Ancora una volta, l’arte, in questa caso la pittura, per mano di un artista geniale, ha giocato tutte le sue carte di visionaria futurista.
Dopo il “Manifesto tecnico della scultura futurista” (1913)
Ma il sovrappiù deve ancora arrivare. In concomitanza con la pubblicazione del “Manifesto tecnico della scultura futurista”, Boccioni supera in questo caso sé stesso, realizzando l’opera più emblematica e rappresentativa della scultura moderna, Forme uniche della continuità nello spazio, un capolavoro indiscutibile della scultura mondiale del XX secolo e un unico assoluto nella storia della scultura di tutti i tempi.
Per suffragare di una qualche attendibilità questa affermazione, si invita il generoso lettore a far conto della seguente considerazione:
Boccioni vuole rappresentare non tanto, alla Rodin, l’Uomo che cammina, bensì l’uomo in movimento nello spazio.
Nella storia della scultura è possibile prendere ad esempio altre sculture di figure umane in movimento.
E così, a caso, si prenda il Discobolo di Mirone.
E si prenda, anche, l’Apollo e Dafne di Bernini.
Il dinamismo – inteso come movimento nello spazio della figura umana – annunciato, ma sospeso nell’attimo che precede il lancio finale, è tutto compreso nel Discobolo.

*Consegna*
Trascrivi il passo dell'estratto cominciando da "E così, a caso, si" e terminando con "compreso nel Discobolo.", sostituendo "Bernini" con "Gian Lorenzo Bernini". L'elenco seguente proviene da una fonte diversa.

*Contenuto del dataset*

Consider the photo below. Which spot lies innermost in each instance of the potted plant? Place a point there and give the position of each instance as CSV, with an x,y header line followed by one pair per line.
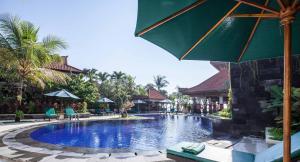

*Risposta all'esercizio*
E così, a caso, si prenda il Discobolo di Mirone.
E si prenda, anche, l’Apollo e Dafne di Gian Lorenzo Bernini.
Il dinamismo – inteso come movimento nello spazio della figura umana – annunciato, ma sospeso nell’attimo che precede il lancio finale, è tutto compreso nel Discobolo.